:: What is being asked ::
From the material below, pull out each line containing the string "after". Treat uppercase and lowercase as different.

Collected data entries
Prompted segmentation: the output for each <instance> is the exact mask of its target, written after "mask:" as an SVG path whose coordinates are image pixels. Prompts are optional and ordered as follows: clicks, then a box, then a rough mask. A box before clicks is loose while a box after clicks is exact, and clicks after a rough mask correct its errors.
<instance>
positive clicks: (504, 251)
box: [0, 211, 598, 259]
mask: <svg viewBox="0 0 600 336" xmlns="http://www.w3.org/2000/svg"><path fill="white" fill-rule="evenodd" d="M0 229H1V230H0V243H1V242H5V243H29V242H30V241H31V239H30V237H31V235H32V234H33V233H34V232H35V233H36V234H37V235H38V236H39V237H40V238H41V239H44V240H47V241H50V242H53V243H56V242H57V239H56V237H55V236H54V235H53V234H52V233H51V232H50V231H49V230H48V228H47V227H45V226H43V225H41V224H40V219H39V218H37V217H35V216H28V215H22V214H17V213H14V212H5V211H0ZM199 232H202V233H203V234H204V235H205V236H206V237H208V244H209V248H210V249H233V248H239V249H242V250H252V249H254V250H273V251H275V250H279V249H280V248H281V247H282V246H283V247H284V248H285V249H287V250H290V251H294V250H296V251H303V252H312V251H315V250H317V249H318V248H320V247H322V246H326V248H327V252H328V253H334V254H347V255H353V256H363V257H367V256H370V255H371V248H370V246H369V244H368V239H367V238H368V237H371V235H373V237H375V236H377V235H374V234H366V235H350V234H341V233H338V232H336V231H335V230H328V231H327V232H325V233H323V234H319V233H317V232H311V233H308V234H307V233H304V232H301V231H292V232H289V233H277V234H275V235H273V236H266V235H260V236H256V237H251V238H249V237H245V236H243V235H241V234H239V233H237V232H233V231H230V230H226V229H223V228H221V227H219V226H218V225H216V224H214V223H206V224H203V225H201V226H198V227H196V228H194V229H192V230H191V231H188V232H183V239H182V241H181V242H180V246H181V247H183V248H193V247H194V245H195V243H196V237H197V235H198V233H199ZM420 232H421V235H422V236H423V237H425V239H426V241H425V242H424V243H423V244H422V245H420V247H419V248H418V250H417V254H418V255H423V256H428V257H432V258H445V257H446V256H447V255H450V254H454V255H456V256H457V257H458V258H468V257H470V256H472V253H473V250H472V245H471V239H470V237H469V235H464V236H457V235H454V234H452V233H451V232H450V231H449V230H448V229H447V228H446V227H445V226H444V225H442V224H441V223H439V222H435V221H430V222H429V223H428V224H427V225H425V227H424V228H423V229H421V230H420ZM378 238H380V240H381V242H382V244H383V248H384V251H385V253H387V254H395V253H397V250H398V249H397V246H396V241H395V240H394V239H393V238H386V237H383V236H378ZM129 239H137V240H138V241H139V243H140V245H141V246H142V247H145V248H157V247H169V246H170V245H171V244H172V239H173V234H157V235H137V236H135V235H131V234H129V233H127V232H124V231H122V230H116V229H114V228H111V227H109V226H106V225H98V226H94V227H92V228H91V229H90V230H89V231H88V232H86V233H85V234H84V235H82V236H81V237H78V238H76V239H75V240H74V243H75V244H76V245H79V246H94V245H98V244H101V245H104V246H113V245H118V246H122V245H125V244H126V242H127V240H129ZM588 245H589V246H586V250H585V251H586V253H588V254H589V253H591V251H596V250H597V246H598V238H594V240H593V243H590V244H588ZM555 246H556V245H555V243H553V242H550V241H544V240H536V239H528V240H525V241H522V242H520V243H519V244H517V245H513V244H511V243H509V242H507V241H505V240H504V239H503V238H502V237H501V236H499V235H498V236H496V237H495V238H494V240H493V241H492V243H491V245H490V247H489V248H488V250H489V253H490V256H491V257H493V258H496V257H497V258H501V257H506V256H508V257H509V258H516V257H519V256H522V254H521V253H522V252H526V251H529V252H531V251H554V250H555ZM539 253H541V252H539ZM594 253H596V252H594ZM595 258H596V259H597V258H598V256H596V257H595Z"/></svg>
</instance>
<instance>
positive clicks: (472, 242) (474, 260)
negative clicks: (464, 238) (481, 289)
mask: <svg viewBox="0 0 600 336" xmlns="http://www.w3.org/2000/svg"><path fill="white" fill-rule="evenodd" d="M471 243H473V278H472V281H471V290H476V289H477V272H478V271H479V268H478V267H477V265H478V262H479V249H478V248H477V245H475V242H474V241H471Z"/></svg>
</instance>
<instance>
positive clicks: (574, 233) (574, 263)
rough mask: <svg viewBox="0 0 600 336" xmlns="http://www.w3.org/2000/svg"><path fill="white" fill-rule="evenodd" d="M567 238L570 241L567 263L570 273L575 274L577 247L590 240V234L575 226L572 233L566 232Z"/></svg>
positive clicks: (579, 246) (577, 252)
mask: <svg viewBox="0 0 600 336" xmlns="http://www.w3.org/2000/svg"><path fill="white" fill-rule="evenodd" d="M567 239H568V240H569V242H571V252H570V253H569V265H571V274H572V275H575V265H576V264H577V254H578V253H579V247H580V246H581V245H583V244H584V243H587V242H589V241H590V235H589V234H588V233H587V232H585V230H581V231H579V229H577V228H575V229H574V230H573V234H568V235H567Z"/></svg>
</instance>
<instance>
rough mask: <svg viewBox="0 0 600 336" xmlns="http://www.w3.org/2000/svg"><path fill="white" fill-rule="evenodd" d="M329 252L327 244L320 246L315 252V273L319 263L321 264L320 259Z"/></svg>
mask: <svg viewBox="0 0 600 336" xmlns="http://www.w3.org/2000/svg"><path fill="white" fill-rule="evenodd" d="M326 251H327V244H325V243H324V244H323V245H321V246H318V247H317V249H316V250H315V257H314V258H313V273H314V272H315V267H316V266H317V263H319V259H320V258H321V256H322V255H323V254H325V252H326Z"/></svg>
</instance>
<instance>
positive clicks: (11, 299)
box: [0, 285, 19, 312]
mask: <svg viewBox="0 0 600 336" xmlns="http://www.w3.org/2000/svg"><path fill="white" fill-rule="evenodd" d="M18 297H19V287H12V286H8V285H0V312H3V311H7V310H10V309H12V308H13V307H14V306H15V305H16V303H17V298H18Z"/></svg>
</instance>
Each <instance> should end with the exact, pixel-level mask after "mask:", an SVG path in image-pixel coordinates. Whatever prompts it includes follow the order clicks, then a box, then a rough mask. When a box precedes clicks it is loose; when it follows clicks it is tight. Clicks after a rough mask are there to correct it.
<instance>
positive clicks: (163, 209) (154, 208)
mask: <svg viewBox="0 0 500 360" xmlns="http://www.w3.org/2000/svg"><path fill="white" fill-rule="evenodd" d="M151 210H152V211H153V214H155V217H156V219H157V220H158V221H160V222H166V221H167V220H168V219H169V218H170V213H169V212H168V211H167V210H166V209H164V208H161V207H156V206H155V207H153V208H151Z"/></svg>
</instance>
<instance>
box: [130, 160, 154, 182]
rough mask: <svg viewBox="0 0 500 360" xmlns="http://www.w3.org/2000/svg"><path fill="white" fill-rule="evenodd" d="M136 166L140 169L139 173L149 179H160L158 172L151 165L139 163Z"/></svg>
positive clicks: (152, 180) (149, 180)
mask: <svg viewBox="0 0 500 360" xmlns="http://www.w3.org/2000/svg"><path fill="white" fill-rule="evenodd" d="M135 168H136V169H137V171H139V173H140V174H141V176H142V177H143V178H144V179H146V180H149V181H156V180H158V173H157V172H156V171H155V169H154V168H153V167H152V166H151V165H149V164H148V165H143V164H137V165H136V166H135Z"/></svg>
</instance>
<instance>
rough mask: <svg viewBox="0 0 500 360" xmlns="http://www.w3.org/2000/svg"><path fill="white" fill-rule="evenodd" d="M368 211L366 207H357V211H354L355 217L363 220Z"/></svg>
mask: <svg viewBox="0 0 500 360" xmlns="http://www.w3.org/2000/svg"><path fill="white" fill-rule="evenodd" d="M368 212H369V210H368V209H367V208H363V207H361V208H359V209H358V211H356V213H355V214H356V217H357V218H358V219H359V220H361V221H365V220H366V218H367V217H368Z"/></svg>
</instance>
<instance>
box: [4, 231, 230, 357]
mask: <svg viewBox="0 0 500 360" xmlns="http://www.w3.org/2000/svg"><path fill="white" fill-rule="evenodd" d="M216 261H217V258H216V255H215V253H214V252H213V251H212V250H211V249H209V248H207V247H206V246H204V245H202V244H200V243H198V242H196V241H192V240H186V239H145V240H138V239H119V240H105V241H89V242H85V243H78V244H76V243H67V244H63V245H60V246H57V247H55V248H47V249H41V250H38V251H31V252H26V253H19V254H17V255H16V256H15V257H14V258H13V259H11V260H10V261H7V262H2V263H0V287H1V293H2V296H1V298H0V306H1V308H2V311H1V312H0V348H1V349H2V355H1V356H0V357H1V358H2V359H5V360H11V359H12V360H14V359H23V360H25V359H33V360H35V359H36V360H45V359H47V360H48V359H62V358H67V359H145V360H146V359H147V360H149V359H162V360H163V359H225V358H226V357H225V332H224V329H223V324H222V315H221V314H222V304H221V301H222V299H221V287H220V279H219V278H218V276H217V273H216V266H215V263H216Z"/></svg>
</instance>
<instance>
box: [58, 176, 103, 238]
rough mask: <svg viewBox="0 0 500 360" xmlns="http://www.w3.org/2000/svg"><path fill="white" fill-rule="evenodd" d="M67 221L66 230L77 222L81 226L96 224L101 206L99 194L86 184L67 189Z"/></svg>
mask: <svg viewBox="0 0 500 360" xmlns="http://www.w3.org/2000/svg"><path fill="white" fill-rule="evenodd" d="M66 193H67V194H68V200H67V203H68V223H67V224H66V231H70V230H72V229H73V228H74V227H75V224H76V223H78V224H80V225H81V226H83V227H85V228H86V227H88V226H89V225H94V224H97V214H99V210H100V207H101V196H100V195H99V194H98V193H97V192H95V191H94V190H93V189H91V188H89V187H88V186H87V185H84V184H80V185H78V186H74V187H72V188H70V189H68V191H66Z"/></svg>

:: Response for this exercise ::
Prompted segmentation: the output for each <instance> is the exact mask of its target, written after "mask:" as an SVG path whose coordinates are image pixels. Prompts are optional and ordered as follows: clicks, then a box, then a rough mask. A box before clicks is loose while a box after clicks is exact, and clicks after a rough mask correct its errors.
Each <instance> should end with the exact, pixel-level mask after "mask:", an SVG path in image-pixel coordinates. Whatever prompts it includes follow the order clicks, then a box, then a rough mask. When a box precedes clicks it is loose; when it follows clicks it is tight. Clicks after a rough mask are there to correct it.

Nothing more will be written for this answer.